What is asked ->
Put the items below into a Markdown table with the columns "No." and "Text," one numbered row per line and blank lines skipped. Start with the line containing "For this evaluation, spot every instance of the clear", go through the line containing "(1169, 212)", and include nothing else.

The data ->
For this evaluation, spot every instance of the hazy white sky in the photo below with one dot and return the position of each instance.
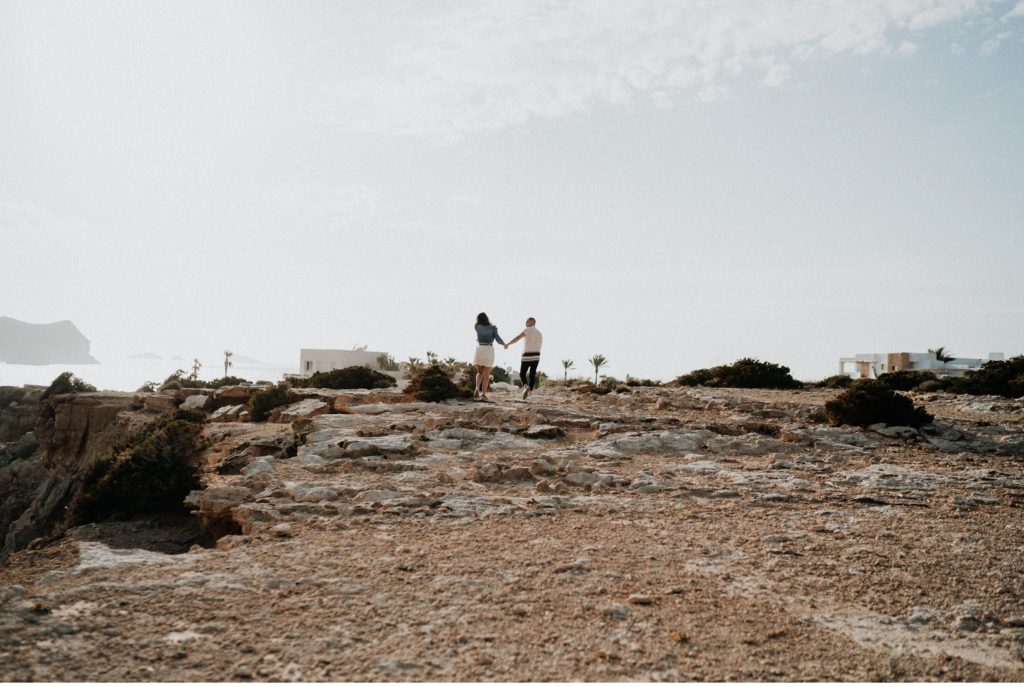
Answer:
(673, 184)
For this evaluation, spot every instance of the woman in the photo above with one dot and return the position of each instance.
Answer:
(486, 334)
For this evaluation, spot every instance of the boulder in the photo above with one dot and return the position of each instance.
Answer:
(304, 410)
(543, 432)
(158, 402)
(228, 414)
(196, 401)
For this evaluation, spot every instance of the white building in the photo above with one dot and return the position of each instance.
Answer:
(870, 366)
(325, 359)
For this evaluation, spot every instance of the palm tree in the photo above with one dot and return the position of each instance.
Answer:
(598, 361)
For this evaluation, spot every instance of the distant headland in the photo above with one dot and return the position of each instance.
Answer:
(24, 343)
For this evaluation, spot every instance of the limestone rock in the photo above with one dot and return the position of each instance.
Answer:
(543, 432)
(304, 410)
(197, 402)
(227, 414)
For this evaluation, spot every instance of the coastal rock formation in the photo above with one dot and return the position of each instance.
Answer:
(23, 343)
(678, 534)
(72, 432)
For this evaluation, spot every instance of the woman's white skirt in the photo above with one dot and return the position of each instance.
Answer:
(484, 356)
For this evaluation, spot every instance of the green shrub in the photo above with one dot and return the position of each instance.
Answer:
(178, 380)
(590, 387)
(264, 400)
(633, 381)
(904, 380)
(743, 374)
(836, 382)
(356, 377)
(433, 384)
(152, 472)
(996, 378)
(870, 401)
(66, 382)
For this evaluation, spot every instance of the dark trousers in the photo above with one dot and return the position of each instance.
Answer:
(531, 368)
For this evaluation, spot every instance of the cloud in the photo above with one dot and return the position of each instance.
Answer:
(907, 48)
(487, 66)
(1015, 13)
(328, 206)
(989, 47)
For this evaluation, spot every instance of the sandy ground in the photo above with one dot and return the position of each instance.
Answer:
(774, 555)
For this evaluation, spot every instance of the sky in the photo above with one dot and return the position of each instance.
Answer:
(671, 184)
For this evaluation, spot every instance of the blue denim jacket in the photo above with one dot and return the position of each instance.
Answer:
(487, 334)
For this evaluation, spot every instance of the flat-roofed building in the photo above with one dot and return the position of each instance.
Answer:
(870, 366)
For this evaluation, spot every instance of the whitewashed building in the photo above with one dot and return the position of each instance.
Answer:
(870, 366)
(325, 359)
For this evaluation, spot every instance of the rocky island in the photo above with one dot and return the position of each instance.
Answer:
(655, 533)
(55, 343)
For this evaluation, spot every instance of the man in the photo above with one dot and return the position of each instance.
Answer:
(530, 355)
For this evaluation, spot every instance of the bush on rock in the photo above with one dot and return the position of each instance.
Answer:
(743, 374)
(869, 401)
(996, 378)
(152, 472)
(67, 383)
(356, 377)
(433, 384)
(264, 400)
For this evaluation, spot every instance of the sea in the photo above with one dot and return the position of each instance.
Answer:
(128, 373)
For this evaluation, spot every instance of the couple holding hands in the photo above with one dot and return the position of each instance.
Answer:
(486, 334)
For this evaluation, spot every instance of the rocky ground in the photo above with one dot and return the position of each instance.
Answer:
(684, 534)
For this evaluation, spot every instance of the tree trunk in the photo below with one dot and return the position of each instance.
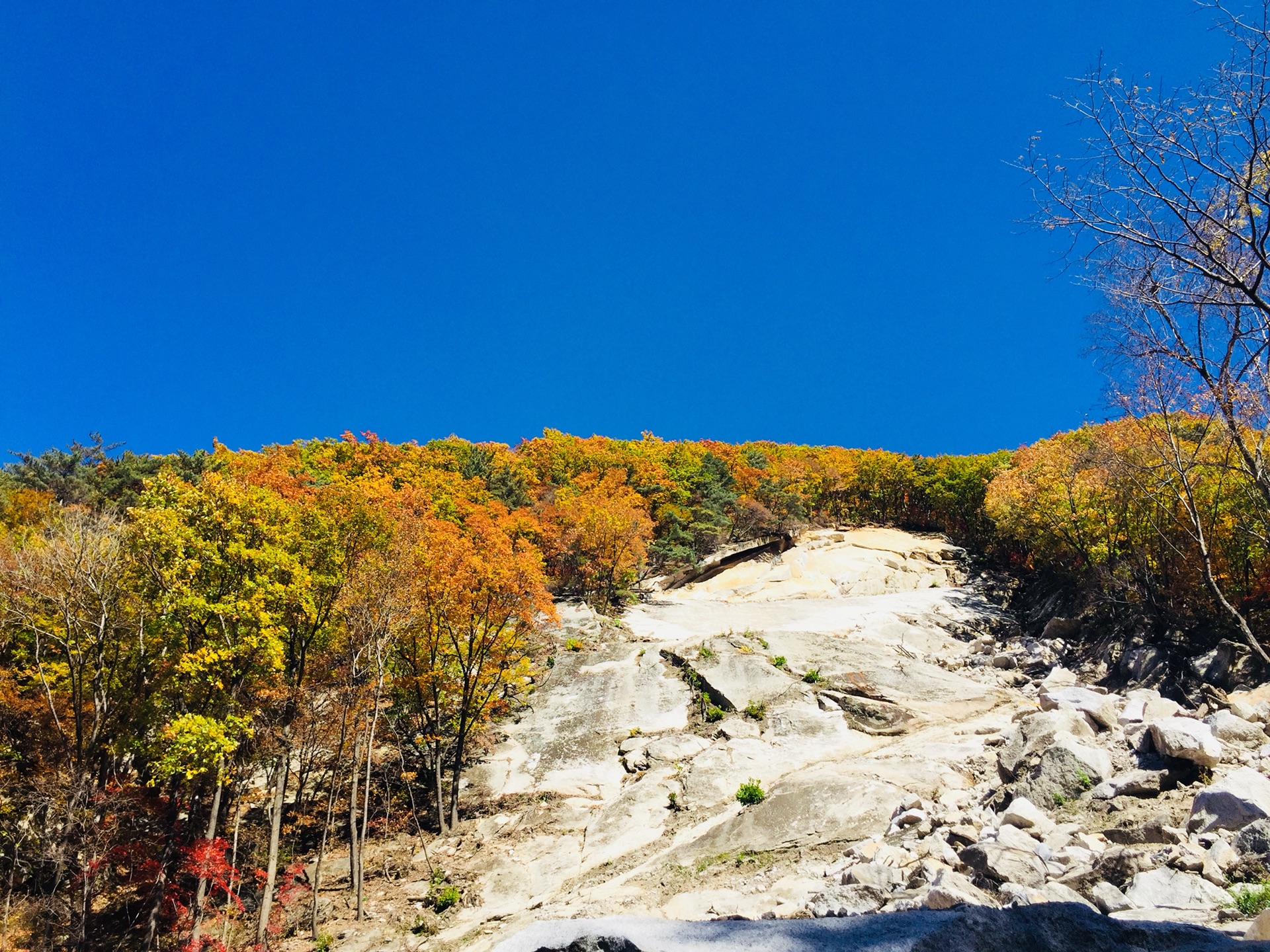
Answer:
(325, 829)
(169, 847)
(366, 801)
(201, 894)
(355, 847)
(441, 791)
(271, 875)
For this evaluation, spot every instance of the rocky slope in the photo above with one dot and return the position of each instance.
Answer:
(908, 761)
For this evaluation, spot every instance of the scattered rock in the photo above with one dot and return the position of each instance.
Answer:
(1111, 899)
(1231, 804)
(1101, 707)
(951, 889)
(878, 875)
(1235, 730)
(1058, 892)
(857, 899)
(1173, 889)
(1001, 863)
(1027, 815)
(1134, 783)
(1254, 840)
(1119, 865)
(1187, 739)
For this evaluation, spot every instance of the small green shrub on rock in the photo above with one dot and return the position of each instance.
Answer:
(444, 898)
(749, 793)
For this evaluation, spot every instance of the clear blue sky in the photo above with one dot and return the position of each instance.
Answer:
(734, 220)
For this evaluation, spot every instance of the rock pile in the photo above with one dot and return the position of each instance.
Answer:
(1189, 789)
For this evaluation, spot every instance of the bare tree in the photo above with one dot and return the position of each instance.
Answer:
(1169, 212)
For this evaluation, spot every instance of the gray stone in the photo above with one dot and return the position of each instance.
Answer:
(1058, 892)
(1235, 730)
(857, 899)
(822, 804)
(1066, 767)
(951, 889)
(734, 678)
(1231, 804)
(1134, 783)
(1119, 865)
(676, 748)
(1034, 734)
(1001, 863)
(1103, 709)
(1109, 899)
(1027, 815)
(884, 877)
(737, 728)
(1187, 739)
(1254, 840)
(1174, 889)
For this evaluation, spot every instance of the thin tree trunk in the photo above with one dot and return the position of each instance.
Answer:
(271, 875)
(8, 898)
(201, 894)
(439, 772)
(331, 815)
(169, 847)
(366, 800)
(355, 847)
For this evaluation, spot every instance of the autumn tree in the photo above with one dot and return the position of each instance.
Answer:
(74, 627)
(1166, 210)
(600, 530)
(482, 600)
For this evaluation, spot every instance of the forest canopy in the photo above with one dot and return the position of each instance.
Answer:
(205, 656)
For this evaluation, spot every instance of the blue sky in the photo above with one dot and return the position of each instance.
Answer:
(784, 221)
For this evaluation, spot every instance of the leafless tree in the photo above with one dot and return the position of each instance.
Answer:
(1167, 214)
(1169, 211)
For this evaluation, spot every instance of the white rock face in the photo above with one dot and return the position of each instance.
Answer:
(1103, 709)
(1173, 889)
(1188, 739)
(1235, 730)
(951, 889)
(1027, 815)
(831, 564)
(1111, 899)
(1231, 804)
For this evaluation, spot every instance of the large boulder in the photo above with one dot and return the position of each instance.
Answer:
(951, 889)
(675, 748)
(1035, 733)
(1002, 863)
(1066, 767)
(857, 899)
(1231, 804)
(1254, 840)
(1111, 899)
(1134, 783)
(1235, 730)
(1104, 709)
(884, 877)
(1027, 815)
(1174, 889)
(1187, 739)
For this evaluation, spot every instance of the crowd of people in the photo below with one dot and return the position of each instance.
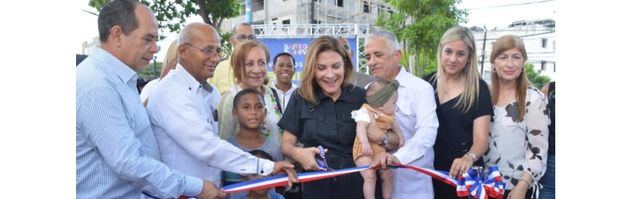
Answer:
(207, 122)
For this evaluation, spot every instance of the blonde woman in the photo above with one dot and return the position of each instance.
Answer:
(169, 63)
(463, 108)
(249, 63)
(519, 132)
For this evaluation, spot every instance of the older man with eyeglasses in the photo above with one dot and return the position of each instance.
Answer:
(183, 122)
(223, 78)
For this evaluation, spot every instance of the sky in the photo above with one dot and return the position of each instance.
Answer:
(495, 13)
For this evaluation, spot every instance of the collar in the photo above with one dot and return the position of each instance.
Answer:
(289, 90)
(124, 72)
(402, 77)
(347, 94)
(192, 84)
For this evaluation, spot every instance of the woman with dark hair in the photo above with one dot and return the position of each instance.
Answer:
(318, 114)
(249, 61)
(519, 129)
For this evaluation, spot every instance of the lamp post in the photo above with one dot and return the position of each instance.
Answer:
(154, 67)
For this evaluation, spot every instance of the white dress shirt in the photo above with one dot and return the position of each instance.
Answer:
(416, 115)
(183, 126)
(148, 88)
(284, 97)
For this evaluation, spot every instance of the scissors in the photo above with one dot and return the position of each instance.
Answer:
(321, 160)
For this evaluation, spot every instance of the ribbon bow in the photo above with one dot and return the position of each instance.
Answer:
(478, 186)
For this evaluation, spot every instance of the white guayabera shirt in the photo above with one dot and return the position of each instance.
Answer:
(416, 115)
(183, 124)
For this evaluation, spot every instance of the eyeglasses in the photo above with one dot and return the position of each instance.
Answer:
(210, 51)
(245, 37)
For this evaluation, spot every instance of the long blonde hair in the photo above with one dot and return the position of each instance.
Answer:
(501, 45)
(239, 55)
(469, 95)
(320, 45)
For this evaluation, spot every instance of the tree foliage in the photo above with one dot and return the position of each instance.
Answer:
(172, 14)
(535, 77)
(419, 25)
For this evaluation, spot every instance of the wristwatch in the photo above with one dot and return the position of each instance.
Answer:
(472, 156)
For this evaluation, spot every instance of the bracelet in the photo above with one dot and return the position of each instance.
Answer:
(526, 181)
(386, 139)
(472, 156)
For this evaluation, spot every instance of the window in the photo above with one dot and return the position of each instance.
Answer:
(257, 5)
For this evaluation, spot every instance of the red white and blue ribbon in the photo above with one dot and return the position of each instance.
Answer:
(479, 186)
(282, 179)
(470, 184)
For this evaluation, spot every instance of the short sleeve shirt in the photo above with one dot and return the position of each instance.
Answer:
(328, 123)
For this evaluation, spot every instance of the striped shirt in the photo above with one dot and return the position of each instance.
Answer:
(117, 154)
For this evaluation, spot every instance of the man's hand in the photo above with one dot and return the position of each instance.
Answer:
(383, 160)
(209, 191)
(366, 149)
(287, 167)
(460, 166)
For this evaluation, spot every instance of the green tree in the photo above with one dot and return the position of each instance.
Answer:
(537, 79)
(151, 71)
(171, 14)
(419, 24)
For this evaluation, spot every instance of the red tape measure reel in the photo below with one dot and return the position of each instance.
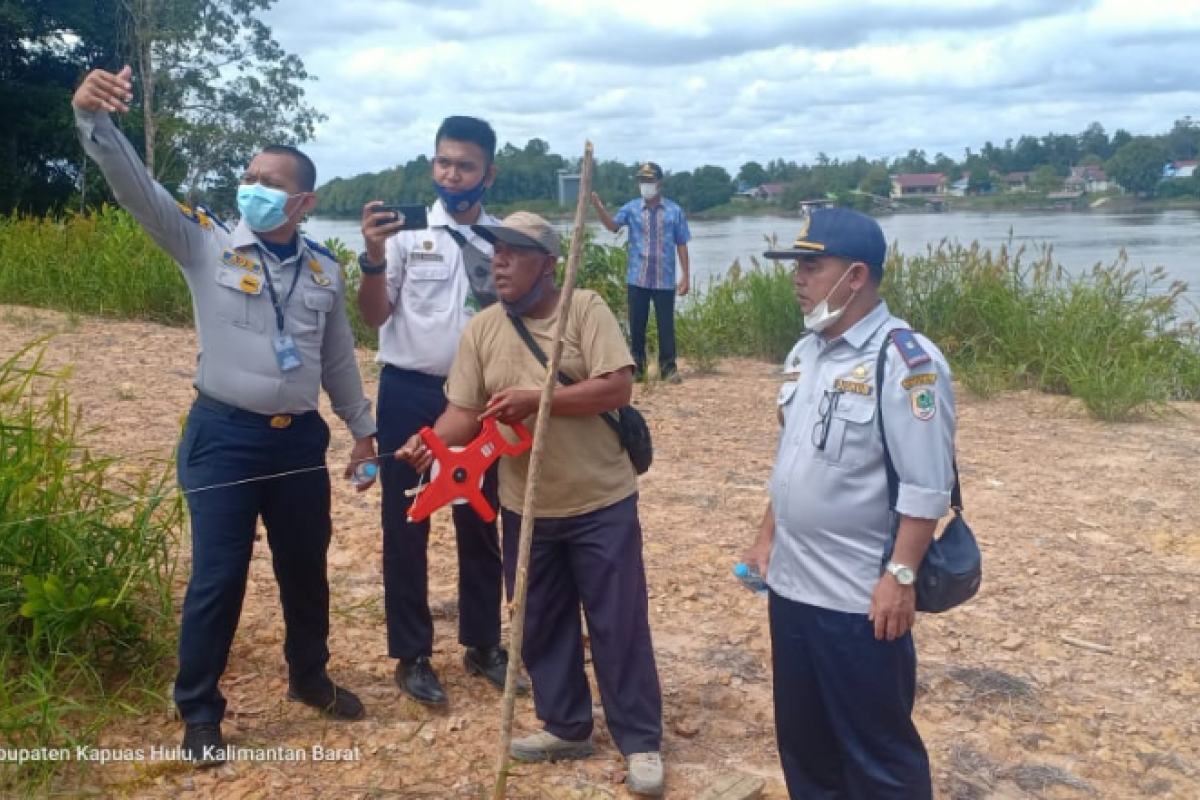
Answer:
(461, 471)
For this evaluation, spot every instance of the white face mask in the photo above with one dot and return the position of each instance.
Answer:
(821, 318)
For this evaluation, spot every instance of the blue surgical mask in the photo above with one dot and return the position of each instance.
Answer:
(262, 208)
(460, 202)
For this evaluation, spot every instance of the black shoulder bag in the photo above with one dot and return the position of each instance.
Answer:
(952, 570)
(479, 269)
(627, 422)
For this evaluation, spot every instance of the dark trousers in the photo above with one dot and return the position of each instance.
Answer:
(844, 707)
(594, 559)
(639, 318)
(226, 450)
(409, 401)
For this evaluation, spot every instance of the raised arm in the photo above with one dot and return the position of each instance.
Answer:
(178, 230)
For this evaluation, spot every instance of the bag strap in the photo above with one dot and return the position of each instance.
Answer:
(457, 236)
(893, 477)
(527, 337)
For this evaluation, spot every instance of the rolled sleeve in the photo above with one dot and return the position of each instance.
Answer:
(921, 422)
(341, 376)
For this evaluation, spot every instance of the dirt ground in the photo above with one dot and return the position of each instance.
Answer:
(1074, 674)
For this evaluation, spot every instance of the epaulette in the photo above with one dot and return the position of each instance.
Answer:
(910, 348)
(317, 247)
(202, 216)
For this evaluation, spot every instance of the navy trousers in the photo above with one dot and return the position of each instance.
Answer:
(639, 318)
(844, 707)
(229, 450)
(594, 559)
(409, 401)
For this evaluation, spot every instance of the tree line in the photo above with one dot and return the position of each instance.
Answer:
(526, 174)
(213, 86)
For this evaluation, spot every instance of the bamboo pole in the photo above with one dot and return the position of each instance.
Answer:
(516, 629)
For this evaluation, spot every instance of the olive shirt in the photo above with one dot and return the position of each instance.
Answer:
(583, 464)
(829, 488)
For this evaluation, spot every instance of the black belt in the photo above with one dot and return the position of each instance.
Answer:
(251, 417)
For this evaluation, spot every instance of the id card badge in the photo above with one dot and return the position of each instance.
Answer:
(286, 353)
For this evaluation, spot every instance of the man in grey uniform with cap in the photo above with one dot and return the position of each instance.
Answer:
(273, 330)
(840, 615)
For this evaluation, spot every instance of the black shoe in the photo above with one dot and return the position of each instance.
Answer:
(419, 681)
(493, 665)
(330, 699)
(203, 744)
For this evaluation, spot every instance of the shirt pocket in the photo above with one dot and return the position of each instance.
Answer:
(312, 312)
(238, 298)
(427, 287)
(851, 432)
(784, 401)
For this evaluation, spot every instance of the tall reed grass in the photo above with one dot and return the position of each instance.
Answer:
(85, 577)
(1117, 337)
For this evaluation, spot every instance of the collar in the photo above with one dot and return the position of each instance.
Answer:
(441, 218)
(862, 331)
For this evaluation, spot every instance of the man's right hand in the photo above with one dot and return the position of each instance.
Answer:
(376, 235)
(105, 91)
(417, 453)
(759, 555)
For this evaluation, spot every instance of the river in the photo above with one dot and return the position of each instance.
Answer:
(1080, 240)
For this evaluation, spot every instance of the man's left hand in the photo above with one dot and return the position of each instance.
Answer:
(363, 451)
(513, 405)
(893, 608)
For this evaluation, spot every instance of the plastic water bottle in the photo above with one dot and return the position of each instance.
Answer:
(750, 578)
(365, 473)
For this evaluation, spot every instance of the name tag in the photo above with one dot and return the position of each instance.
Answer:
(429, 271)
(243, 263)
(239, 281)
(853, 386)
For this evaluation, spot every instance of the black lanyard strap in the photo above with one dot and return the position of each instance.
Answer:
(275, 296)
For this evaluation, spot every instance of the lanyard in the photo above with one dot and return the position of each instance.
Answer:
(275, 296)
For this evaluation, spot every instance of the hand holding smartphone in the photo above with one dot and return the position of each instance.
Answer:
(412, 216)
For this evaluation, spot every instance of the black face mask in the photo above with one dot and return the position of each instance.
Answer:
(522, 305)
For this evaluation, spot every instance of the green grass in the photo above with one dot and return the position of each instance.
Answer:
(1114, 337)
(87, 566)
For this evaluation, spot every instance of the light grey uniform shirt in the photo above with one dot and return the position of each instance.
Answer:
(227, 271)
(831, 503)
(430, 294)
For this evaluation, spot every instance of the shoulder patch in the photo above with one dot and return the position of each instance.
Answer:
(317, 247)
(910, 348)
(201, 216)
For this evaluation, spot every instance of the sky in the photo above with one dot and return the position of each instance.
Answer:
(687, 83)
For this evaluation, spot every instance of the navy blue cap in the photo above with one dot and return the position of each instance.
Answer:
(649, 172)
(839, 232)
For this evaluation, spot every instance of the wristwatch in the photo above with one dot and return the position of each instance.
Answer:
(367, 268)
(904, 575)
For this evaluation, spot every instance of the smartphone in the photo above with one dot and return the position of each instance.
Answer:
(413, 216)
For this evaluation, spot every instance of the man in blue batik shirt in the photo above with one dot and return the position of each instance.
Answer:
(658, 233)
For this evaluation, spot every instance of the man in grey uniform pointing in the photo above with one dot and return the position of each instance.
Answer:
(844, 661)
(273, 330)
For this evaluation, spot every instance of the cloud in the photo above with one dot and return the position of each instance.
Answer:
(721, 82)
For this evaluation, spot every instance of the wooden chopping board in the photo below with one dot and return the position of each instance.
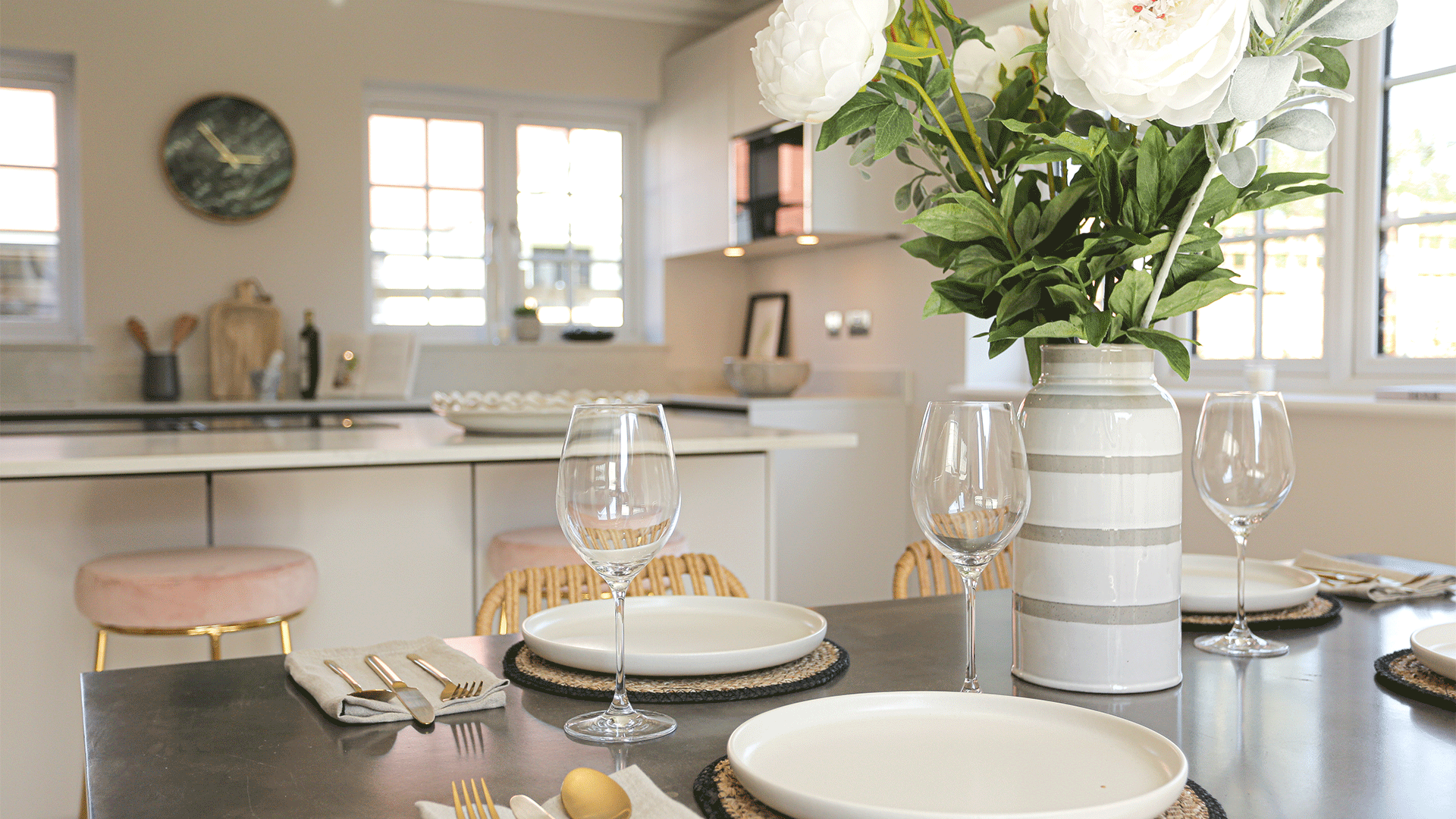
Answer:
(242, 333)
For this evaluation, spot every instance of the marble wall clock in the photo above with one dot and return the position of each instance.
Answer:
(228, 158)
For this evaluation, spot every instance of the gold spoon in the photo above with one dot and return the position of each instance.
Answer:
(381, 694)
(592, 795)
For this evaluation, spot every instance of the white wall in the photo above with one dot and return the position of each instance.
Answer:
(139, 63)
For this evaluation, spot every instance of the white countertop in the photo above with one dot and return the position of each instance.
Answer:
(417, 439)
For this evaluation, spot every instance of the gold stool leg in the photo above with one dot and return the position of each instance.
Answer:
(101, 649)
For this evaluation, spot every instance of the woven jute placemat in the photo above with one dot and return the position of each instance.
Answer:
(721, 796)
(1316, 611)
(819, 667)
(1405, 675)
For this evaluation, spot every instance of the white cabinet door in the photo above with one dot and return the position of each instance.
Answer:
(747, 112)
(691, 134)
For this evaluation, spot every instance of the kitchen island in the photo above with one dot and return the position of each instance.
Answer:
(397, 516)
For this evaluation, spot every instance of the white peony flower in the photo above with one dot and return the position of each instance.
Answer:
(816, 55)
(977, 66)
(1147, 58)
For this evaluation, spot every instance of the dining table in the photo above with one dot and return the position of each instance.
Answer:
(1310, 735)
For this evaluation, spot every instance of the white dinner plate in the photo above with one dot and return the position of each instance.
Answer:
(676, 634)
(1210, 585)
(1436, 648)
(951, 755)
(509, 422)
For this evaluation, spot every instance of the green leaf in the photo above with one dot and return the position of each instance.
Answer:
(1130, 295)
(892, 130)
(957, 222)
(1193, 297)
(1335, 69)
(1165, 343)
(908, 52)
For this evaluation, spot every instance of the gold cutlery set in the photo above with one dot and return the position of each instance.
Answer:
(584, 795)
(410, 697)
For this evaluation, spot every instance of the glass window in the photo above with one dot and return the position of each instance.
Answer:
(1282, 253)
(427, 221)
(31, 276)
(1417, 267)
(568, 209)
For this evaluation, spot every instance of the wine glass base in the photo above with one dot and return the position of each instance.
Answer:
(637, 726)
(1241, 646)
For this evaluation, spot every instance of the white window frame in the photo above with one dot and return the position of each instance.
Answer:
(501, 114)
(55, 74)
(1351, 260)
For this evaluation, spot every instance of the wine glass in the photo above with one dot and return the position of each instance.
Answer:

Final result ->
| No. | Text |
|---|---|
| 1 | For this evaluation, spot every instance of the clear blue sky in the photo above with one dot and return the position of each instance. |
| 2 | Answer: |
| 3 | (734, 220) |
| 4 | For this evaluation, spot every instance of the rock pile in the photo above with one dot and return the position of each instance. |
| 5 | Answer: |
| 6 | (1189, 789) |
| 7 | For this evaluation, spot every instance of the bare tree in the photo above with one dot and return the position of each instance. |
| 8 | Answer: |
| 9 | (1169, 212) |